=== Data for this exercise ===

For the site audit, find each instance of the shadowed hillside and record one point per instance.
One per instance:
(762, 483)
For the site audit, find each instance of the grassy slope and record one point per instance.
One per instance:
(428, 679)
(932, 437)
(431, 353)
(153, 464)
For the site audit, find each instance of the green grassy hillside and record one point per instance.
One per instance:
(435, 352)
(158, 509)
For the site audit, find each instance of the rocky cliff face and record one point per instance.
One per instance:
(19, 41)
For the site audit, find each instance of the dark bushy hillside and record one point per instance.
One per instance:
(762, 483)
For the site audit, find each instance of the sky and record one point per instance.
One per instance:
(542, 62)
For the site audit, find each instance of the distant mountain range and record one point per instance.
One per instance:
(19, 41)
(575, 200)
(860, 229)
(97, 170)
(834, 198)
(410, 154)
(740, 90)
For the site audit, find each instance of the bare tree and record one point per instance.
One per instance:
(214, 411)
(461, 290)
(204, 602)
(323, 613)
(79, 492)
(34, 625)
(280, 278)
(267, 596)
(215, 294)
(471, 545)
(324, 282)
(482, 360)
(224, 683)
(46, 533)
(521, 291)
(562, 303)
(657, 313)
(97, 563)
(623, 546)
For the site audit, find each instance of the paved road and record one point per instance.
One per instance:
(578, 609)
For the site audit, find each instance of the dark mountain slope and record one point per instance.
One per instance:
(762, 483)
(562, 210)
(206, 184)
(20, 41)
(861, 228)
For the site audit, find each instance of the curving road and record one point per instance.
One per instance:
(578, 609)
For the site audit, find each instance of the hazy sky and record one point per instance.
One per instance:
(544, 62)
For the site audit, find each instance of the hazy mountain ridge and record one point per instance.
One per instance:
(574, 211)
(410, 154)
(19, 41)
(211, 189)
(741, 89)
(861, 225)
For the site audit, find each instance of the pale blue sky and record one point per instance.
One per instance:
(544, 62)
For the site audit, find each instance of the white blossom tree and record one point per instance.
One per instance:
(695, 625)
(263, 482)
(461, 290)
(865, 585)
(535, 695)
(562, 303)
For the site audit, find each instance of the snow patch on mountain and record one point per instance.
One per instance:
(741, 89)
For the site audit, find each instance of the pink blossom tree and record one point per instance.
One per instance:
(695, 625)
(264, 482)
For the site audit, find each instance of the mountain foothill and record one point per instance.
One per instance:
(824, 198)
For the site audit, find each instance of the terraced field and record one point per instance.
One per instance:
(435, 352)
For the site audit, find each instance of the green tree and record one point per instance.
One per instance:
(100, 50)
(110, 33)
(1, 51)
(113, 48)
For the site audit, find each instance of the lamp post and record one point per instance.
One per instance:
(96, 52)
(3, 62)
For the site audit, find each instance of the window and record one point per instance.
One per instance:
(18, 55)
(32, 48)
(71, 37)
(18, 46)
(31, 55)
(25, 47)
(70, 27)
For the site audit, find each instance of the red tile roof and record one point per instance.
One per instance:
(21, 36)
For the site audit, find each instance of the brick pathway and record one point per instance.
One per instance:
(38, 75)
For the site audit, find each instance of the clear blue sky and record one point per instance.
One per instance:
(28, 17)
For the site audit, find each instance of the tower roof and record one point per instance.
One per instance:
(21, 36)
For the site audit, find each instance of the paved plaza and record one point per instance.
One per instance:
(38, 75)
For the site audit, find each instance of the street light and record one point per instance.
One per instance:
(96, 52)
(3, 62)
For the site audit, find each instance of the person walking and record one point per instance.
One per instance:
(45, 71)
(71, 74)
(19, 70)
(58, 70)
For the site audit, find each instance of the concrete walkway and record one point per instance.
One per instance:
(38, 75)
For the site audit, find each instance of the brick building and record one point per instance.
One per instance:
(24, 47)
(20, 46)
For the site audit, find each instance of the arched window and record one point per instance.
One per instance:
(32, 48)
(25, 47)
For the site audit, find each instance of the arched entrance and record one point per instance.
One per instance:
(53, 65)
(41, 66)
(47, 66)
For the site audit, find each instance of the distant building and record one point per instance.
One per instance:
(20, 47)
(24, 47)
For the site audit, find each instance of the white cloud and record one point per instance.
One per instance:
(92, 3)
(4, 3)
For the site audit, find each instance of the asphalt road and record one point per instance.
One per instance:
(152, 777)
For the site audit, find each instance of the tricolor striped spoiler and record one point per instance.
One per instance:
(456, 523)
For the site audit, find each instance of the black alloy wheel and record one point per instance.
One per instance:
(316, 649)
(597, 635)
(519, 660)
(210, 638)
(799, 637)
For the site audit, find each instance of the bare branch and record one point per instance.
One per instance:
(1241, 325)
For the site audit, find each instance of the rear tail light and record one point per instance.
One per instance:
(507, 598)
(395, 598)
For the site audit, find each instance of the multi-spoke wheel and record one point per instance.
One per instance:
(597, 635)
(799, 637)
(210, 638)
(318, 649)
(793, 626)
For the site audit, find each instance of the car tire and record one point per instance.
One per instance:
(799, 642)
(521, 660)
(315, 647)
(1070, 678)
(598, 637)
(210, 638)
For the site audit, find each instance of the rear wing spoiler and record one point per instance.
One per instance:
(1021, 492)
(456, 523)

===

## Problem to solve
Your task is to transcribe the material exactly.

## Correct result
For the site audit, find each instance of the shadowed hillside and record one point per instance.
One per instance:
(762, 483)
For the site audit, find each instance of the grassy slope and record one point per instance.
One per instance:
(428, 679)
(932, 437)
(431, 353)
(153, 464)
For the site audit, find each instance of the green grassy hillside and record one point per instance.
One per instance:
(435, 352)
(158, 509)
For the site audit, find each instance of the rocky cliff face and record one point per instance.
One per instance:
(19, 41)
For the site audit, find each instance of the dark bushy hillside and record one point per instance.
One per instance:
(762, 483)
For the site audit, find each instance of the sky and record one point per instance.
One per instance:
(542, 62)
For the site audit, find each instance of the distant mountain range and record one point per instance.
One per instance:
(19, 41)
(575, 200)
(860, 229)
(97, 170)
(834, 198)
(410, 154)
(740, 90)
For the site audit, find each instance of the bare tree and record one point per instance.
One per instance:
(214, 411)
(461, 290)
(204, 602)
(323, 613)
(79, 492)
(34, 625)
(280, 278)
(267, 596)
(215, 294)
(471, 545)
(324, 282)
(482, 360)
(224, 683)
(46, 533)
(521, 291)
(562, 303)
(657, 313)
(97, 563)
(623, 546)
For the site audit, find each instance of the paved road and record one point per instance.
One per instance:
(578, 609)
For the site audit, find each instance of the dark mountain slope and record one point per instance.
One per instance:
(762, 483)
(562, 210)
(206, 184)
(20, 41)
(861, 228)
For the site audit, find each instance of the curving road and record one point per instance.
One per instance:
(578, 609)
For the site audit, find each instance of the hazy sky and record one point per instance.
One per instance:
(544, 62)
For the site audit, find each instance of the hazy mountain ridge and record one point per instance.
One per instance:
(574, 211)
(410, 154)
(19, 41)
(211, 189)
(741, 89)
(861, 225)
For the site audit, find each instance of the pale blue sky and record one point per instance.
One per instance:
(544, 62)
For the site audit, find each instance of the white blossom tree and record one point per instance.
One per instance:
(695, 625)
(263, 482)
(461, 290)
(865, 585)
(535, 695)
(562, 303)
For the site audit, find each instance of the snow patch on mountain and record one point per instance.
One per instance:
(741, 89)
For the site audit, find each instance of the pink blossom tree and record one point per instance.
One per instance:
(695, 625)
(264, 482)
For the site audit, find each instance of the mountain foothill and record one point per instance.
One per instance:
(824, 198)
For the site audit, find each instance of the terraced field and record one point per instance.
One per instance:
(435, 352)
For the site audit, find each instance of the green tree and record one point per instance.
One per instance:
(100, 50)
(110, 33)
(1, 51)
(113, 48)
For the site audit, find each instance of the lamp post and record one point per instance.
One per instance:
(96, 52)
(3, 62)
For the site audit, find each instance of the window and record one point per instance.
One per instance:
(18, 55)
(32, 48)
(71, 37)
(18, 46)
(31, 55)
(25, 47)
(70, 27)
For the site audit, find each instance of the red tile roof and record one point per instance.
One per instance:
(21, 36)
For the site audit, find each instance of the brick pathway and record one point per instance.
One per instance:
(38, 75)
For the site audit, find each instance of the clear blue sky and record one point per instance.
One per instance:
(28, 17)
For the site audit, find each instance of the tower roof and record one point per instance.
One per instance:
(21, 36)
For the site audit, find each instance of the paved plaza and record one point per instance.
One per instance:
(38, 75)
For the site audit, find each instance of the street light and record one point per instance.
One per instance:
(96, 52)
(3, 62)
For the site audit, find each instance of the person walking and record one point per instance.
One per instance:
(45, 71)
(71, 74)
(19, 70)
(58, 70)
For the site audit, find each instance of the concrete walkway and record one point per instance.
One per instance:
(38, 75)
For the site audit, find each instance of the brick building and record one point per instance.
One per instance:
(24, 47)
(20, 46)
For the site audit, find each instance of the arched window and record one point per instance.
One per instance:
(32, 48)
(25, 47)
For the site audit, find each instance of the arched entrance and record one point per instance.
One per instance:
(53, 65)
(41, 66)
(47, 66)
For the site audit, find each instance of the distant building and record one point per instance.
One per instance:
(20, 47)
(24, 47)
For the site audit, find each instance of the white cloud and record one point per instance.
One per instance:
(92, 3)
(4, 3)
For the site audit, find each instance of the asphalt road and record one point per instance.
One per instance:
(152, 777)
For the site audit, find each instance of the tricolor striped spoiler and record one point per instance.
One per instance:
(456, 523)
For the site audit, find each instance of the black alloy wheel and record one point per instance.
One per instance:
(316, 649)
(597, 635)
(519, 660)
(210, 638)
(799, 637)
For the site audit, find each instance of the bare branch and record one point per instance.
One per instance:
(1241, 325)
For the site audit, find each instance of the rear tail light and record one point per instance.
One per instance:
(507, 598)
(395, 598)
For the site audit, find each instance of the multi-spoke wheel and record one point per instance.
One per instance:
(597, 635)
(799, 637)
(210, 638)
(318, 649)
(793, 626)
For the site audit, find each instance of the car tire and record one point per instance.
One per instance:
(799, 642)
(521, 660)
(315, 647)
(1070, 678)
(598, 637)
(210, 638)
For the site audit, find each instance of the rear wing spoiler and record one point per instance.
One per instance:
(1021, 492)
(456, 523)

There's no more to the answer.